With the line containing "Where can you see the wall-mounted monitor" as the first line and the last line of the records as the final one, reproduce that range exactly.

[Point annotation dataset records]

------------------------------------

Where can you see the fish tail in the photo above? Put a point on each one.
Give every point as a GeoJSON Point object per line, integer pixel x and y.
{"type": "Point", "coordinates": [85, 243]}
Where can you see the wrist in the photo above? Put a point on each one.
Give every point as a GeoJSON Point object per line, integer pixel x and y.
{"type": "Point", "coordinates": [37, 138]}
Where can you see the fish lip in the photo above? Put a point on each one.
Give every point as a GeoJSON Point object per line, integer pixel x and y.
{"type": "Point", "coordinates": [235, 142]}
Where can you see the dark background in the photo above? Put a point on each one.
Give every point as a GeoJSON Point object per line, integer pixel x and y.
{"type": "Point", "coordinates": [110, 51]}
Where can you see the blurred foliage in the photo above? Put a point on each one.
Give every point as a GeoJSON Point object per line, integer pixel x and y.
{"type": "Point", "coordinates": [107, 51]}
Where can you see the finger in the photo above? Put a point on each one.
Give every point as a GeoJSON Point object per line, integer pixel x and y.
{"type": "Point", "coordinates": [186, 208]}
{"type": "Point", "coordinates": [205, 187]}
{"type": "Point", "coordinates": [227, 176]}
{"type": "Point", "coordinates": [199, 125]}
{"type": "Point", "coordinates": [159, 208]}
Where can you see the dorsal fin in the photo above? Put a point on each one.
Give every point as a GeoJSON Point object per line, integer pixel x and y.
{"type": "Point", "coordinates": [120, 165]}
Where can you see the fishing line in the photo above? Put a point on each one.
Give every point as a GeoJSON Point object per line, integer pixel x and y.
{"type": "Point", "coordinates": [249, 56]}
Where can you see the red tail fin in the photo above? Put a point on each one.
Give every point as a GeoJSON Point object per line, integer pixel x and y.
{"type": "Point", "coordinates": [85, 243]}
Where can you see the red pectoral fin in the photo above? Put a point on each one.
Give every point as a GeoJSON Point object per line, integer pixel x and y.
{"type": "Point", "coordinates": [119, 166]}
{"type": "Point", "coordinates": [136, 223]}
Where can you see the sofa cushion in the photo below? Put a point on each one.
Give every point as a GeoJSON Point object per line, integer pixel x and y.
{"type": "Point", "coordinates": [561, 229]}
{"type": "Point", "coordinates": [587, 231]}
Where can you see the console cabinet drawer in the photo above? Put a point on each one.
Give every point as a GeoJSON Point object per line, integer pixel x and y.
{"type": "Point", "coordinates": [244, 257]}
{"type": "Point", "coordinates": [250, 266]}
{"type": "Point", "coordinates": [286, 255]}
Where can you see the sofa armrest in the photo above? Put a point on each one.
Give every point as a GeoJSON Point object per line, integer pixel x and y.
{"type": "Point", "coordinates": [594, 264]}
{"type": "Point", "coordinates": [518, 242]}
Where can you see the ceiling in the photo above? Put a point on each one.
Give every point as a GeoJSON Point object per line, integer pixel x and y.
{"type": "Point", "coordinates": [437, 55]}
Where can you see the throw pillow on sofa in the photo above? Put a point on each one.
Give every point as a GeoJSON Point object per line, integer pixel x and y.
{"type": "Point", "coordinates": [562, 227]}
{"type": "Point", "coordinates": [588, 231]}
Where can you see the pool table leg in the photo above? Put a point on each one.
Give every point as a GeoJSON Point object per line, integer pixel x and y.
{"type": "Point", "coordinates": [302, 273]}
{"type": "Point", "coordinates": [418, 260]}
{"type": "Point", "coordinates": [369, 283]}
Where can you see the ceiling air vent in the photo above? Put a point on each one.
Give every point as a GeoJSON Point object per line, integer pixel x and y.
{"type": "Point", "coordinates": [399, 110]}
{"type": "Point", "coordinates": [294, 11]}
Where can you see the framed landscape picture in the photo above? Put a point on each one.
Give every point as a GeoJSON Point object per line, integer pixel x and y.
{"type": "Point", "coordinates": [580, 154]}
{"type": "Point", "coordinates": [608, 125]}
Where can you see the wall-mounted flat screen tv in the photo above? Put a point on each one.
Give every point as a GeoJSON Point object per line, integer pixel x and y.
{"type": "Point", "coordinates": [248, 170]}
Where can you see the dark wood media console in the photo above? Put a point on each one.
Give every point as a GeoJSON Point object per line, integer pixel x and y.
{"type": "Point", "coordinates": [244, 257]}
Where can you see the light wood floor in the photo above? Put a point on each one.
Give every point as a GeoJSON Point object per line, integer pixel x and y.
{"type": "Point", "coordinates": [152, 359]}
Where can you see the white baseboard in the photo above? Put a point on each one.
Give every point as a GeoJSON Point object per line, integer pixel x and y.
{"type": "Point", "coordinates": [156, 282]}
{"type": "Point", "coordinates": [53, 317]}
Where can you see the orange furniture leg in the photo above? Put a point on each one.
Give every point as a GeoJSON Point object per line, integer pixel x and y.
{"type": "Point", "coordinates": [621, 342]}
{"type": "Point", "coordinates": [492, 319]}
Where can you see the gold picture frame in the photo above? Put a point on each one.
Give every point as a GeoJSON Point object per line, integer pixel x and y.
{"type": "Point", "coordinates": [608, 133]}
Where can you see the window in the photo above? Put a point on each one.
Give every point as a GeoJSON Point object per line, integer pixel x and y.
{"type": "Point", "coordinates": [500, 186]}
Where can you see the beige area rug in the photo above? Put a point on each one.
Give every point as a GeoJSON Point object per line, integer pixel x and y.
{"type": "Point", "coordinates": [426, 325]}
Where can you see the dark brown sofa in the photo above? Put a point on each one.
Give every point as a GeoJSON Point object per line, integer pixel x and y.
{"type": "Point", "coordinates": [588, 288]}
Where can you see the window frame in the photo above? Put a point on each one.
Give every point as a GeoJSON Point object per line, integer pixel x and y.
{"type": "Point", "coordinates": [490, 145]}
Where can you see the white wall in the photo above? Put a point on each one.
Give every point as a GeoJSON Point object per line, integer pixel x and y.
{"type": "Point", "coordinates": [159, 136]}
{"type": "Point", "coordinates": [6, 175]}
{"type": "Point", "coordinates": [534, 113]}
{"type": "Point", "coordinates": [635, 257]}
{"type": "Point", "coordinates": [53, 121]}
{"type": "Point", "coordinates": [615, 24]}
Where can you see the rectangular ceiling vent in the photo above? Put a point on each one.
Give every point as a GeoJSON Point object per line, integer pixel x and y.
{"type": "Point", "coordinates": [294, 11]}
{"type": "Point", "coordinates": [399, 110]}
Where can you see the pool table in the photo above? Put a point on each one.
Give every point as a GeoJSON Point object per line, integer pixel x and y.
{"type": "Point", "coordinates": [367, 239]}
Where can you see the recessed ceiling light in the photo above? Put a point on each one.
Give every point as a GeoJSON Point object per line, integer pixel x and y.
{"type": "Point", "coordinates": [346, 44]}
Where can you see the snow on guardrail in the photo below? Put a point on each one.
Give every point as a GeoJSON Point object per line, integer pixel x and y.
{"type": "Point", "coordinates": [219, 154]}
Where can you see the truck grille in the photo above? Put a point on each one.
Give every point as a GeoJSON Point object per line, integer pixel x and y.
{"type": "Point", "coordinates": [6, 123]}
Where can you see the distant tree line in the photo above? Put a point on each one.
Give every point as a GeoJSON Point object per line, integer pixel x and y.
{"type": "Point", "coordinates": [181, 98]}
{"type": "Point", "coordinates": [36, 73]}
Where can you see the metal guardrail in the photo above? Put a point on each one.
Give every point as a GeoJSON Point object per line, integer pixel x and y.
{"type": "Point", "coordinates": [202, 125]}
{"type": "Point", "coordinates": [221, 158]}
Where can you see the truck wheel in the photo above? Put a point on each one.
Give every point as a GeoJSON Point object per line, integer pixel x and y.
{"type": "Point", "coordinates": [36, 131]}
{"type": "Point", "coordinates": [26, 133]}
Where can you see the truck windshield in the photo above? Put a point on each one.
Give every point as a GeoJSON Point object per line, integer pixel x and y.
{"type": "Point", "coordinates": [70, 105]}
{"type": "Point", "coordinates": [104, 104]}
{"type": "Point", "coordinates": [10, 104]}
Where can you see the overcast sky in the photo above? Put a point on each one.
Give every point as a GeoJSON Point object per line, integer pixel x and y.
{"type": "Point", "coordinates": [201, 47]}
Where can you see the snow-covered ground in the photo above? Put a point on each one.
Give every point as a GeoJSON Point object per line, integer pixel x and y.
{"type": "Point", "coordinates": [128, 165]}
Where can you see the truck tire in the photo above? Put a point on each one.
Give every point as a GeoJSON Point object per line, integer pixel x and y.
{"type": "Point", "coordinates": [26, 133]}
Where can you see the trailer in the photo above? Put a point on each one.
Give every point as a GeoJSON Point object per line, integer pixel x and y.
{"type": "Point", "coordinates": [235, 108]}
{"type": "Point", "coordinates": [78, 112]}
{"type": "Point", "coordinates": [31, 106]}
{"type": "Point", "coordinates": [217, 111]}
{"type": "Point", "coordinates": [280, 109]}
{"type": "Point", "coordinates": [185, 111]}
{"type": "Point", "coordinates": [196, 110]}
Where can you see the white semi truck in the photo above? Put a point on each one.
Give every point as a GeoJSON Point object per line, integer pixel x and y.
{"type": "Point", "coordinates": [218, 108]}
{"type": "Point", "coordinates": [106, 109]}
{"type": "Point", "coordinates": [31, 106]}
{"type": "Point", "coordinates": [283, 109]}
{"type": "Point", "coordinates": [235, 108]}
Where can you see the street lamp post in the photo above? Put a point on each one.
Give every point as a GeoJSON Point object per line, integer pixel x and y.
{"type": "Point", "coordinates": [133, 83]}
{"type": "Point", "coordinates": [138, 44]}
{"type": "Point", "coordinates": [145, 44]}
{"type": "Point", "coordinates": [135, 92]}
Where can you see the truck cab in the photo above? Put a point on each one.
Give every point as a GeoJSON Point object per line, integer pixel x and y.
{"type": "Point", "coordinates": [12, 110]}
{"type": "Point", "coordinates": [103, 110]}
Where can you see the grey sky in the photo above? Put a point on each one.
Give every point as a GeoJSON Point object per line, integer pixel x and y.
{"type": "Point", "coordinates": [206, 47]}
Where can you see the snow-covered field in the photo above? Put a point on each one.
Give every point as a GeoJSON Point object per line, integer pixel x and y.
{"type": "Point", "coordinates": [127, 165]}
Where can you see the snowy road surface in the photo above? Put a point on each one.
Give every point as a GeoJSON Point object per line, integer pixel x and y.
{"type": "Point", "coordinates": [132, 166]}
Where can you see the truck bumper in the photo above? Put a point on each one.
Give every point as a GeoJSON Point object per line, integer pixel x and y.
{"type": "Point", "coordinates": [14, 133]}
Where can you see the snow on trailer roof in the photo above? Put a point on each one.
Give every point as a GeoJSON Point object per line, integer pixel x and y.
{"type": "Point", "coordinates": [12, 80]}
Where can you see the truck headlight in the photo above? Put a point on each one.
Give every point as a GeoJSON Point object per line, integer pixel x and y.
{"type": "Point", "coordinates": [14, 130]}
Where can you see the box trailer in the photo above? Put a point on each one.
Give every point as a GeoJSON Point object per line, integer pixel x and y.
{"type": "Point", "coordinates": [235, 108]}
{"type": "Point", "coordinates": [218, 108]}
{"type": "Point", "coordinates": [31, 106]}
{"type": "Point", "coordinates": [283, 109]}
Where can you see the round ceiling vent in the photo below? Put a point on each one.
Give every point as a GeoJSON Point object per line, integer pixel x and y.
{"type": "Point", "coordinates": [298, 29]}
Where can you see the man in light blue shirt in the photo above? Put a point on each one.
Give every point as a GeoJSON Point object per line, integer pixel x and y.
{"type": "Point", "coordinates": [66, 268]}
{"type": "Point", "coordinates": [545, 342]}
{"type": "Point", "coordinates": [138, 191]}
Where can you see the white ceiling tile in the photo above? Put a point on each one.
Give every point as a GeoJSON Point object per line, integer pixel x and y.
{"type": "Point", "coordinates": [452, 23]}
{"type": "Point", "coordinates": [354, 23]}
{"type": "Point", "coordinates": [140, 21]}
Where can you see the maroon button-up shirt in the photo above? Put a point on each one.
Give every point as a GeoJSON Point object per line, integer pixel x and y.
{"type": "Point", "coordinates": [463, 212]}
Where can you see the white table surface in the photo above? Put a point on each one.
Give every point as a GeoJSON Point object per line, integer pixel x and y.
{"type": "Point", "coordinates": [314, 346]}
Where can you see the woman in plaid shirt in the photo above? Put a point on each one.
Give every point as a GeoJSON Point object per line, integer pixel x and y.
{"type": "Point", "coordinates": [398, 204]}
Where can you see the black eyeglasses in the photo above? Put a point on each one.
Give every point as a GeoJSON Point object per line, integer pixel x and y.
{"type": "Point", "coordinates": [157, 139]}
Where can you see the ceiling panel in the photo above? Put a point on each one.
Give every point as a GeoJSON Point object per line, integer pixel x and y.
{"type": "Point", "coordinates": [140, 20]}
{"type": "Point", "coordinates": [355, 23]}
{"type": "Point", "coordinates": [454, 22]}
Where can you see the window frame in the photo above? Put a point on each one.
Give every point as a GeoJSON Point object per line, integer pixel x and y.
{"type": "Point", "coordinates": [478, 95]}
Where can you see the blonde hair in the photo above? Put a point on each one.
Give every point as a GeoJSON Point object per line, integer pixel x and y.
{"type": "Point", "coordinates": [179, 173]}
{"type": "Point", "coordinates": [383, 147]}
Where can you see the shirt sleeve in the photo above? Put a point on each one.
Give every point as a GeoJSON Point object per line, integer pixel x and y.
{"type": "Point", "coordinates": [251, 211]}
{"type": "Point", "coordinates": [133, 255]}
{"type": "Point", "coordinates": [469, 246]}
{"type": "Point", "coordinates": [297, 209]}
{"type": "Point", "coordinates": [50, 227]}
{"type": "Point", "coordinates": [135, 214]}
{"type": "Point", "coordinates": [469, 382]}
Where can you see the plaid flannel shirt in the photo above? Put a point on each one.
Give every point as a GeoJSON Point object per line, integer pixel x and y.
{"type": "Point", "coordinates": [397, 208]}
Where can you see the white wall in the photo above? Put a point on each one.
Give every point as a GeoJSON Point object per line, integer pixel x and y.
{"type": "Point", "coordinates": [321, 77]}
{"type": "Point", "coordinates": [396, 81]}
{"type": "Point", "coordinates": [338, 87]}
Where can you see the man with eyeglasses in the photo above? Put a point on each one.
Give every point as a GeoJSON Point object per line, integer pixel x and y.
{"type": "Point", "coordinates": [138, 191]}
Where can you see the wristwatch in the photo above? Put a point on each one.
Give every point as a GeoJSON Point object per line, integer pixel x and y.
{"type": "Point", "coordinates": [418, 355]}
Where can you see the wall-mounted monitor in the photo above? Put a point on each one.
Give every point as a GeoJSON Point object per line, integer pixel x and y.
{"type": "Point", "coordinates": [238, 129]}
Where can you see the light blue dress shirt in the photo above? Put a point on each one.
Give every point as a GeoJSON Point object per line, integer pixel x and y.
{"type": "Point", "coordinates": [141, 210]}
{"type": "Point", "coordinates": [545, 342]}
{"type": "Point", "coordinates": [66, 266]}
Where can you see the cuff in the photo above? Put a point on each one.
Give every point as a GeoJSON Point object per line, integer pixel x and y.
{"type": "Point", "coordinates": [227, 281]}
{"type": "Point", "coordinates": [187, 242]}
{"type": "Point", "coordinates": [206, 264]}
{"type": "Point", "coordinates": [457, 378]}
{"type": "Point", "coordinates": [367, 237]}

------------------------------------

** Result **
Where can you see the wall-mounted monitor in the photo above? Put a point on each one.
Give every point as a GeoJSON Point object per line, integer pixel x and y.
{"type": "Point", "coordinates": [238, 129]}
Where can you see the light blue dress shirt in the photo above? Put a point on each one.
Give every point as a GeoJSON Point object per line, integer pixel x and y.
{"type": "Point", "coordinates": [141, 210]}
{"type": "Point", "coordinates": [545, 342]}
{"type": "Point", "coordinates": [66, 266]}
Where can you see the cuff in the photo above? Put a point on each one.
Give every point as a GeoJSON Point object per line, integer pixel x and y.
{"type": "Point", "coordinates": [227, 281]}
{"type": "Point", "coordinates": [187, 242]}
{"type": "Point", "coordinates": [206, 264]}
{"type": "Point", "coordinates": [457, 378]}
{"type": "Point", "coordinates": [367, 237]}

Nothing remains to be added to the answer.